(Excerpts from a point labeling dataset)
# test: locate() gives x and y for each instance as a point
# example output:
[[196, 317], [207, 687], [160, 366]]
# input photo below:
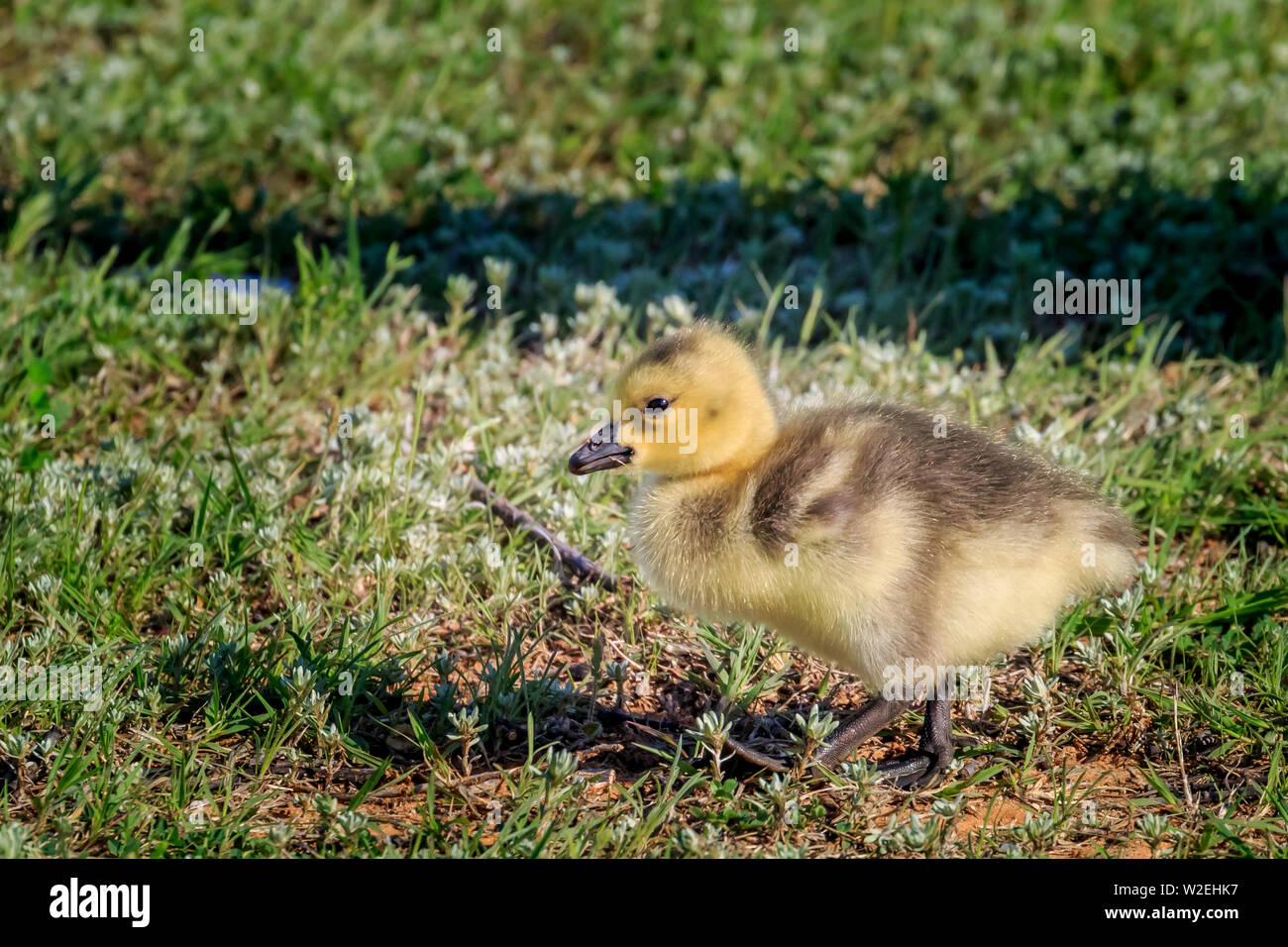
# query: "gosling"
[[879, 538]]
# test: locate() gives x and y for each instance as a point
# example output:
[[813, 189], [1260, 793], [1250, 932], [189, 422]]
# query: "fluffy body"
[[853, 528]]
==
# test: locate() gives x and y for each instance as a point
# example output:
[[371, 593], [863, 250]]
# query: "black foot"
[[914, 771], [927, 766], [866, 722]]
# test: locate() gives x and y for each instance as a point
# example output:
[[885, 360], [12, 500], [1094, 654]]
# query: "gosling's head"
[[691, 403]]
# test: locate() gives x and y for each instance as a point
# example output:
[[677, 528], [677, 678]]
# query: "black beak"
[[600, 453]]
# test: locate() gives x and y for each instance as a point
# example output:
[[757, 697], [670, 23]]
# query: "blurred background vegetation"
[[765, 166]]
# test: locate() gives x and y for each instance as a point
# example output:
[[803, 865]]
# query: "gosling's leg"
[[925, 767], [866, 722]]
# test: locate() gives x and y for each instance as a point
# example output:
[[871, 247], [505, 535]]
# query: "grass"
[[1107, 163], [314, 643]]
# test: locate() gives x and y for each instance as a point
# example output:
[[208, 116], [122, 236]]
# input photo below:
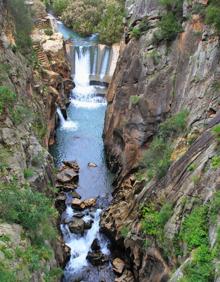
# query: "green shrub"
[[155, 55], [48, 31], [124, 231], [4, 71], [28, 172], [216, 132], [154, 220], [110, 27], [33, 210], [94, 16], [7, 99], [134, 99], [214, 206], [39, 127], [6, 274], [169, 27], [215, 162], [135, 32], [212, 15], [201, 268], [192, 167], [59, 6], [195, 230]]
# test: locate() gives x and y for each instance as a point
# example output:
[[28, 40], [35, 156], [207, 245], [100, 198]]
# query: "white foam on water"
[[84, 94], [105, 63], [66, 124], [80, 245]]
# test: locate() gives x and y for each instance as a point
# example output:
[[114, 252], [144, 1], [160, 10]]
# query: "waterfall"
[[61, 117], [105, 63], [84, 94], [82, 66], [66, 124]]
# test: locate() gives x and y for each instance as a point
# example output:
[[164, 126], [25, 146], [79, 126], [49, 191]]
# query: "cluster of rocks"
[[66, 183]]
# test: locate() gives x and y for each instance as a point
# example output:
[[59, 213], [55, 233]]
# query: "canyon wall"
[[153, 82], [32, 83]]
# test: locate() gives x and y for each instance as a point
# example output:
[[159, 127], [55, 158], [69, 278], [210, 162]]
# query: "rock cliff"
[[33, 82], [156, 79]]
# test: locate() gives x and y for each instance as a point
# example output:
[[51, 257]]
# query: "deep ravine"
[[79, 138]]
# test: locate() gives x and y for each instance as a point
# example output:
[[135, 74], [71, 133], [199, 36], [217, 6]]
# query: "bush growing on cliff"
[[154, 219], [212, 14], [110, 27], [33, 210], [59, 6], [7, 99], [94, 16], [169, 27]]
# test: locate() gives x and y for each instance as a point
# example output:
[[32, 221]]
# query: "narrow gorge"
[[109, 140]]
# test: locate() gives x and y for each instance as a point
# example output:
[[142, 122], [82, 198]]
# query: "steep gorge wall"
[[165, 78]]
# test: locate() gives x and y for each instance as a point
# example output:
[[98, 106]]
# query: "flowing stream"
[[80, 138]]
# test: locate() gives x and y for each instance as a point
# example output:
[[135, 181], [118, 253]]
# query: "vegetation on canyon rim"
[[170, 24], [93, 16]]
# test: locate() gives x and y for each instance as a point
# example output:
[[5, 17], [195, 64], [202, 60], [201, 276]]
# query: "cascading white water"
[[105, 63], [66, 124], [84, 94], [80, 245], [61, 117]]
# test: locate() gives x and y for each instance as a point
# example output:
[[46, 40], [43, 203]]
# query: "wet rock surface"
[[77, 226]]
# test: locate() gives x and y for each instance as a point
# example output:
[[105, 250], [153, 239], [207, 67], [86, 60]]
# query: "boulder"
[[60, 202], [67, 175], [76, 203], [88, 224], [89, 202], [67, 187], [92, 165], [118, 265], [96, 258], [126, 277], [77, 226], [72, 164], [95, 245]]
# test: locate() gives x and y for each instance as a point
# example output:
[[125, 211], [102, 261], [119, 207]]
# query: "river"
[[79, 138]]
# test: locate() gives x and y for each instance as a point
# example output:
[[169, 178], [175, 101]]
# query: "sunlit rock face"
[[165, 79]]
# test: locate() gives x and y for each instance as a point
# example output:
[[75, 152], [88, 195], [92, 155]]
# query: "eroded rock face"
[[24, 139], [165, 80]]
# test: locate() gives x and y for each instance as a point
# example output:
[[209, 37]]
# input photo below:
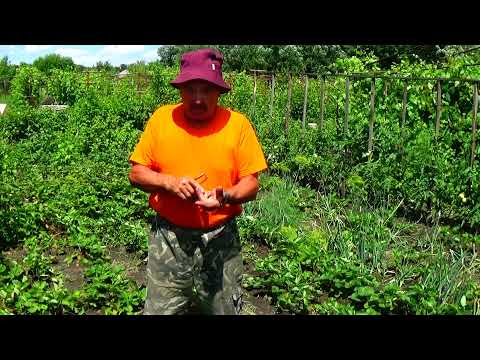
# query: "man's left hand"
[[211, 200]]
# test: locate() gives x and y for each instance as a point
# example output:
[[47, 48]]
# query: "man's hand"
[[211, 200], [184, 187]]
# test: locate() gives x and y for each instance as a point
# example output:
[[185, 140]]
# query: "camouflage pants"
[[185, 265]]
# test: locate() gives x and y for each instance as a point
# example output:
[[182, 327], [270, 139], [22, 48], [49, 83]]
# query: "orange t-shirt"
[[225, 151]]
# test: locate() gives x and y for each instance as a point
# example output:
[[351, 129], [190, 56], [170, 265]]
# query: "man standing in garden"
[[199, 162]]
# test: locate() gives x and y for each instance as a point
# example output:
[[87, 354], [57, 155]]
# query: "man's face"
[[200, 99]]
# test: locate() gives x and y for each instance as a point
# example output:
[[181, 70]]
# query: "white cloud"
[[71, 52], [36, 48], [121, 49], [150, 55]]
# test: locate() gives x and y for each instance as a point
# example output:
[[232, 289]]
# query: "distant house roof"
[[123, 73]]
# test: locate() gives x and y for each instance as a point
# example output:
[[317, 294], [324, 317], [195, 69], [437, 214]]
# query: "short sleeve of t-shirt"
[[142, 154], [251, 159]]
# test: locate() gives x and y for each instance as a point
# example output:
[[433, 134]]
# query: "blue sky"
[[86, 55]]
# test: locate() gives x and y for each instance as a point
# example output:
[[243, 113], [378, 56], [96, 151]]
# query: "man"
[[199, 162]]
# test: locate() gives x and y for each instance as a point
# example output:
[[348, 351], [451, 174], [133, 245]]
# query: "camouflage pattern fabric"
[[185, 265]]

◆ Aim of the exercise:
Please identify each line in the items above that contains the string "camouflage" and copy those lines out.

◆ Written solution:
# query: "camouflage pants"
# query: "camouflage pattern fabric"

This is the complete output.